● **Textauszug zum Lesen**
──────────────────────────────
Heute möchte ich einfach nur ein Zitat aus "Nie wieder einen einzigen Zug" posten,
fand ich irgendwie sehr rührend und erinnerte mich an meine Herzersehnten Besuche bei meinen Eltern.
Leider wegen der Entfernung nur 1 mal im Jahr, aber sobald ich da bin ergeht es mir ähnlich der Geschichte:
Die Isolation einer verwitweten Raucherin
Das Leben war langweilige Routine geworden. Sie machte nur noch, was
notwendig war, um den Anschein einer normalen Existenz weiter aufrecht zu
erhalten. Aufgewacht, Zigarette geraucht. Sich gewaschen, Zähne geputzt,
Zigarette geraucht. Gefrühstückt, Zigarette geraucht. Ein bisschen geputzt,
Staub gesaugt und eine Zigarette geraucht. Etwas ferngesehen, dabei eine
Zigarette geraucht. Sich ein Butterbrot zu Mittag geschmiert, dabei eine
Zigarette geraucht. Kurz ein Mittagsschläfchen gemacht, dann aufgewacht,
um eine Zigarette zu rauchen. Zeitung gelesen, dabei eine Zigarette geraucht.
Einkaufszettel geschrieben, Zigarette geraucht. Sich zum Einkaufen fertig
gemacht, dabei eine Zigarette geraucht. Zum Supermarkt gefahren, Zigarette
geraucht. Kurz davor, das Geschäft zu betreten, aber dann doch noch mal
Halt gemacht und vorher noch schnell eine Zigarette geraucht. An der Kasse
bezahlt, raus aus dem Laden und gleich eine Zigarette geraucht.
──────────────────────────────
● **Entnommenes Material**
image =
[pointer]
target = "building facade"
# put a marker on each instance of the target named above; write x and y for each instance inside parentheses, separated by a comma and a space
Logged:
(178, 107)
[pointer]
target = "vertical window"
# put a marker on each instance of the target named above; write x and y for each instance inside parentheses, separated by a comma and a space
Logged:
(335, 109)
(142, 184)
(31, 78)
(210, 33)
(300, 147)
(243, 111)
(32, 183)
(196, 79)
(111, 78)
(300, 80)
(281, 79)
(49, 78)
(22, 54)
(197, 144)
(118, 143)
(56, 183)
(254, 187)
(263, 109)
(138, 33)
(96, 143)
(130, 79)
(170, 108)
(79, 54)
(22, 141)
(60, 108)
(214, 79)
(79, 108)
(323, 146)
──────────────────────────────
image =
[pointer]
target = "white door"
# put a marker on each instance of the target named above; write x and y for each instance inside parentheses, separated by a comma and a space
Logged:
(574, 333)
──────────────────────────────
● **Zu erledigen**
Bitte schreiben Sie den vollständigen Textauszug oben Wort für Wort nieder.

● **Antwort**
Heute möchte ich einfach nur ein Zitat aus "Nie wieder einen einzigen Zug" posten,
fand ich irgendwie sehr rührend und erinnerte mich an meine Herzersehnten Besuche bei meinen Eltern.
Leider wegen der Entfernung nur 1 mal im Jahr, aber sobald ich da bin ergeht es mir ähnlich der Geschichte:
Die Isolation einer verwitweten Raucherin
Das Leben war langweilige Routine geworden. Sie machte nur noch, was
notwendig war, um den Anschein einer normalen Existenz weiter aufrecht zu
erhalten. Aufgewacht, Zigarette geraucht. Sich gewaschen, Zähne geputzt,
Zigarette geraucht. Gefrühstückt, Zigarette geraucht. Ein bisschen geputzt,
Staub gesaugt und eine Zigarette geraucht. Etwas ferngesehen, dabei eine
Zigarette geraucht. Sich ein Butterbrot zu Mittag geschmiert, dabei eine
Zigarette geraucht. Kurz ein Mittagsschläfchen gemacht, dann aufgewacht,
um eine Zigarette zu rauchen. Zeitung gelesen, dabei eine Zigarette geraucht.
Einkaufszettel geschrieben, Zigarette geraucht. Sich zum Einkaufen fertig
gemacht, dabei eine Zigarette geraucht. Zum Supermarkt gefahren, Zigarette
geraucht. Kurz davor, das Geschäft zu betreten, aber dann doch noch mal
Halt gemacht und vorher noch schnell eine Zigarette geraucht. An der Kasse
bezahlt, raus aus dem Laden und gleich eine Zigarette geraucht.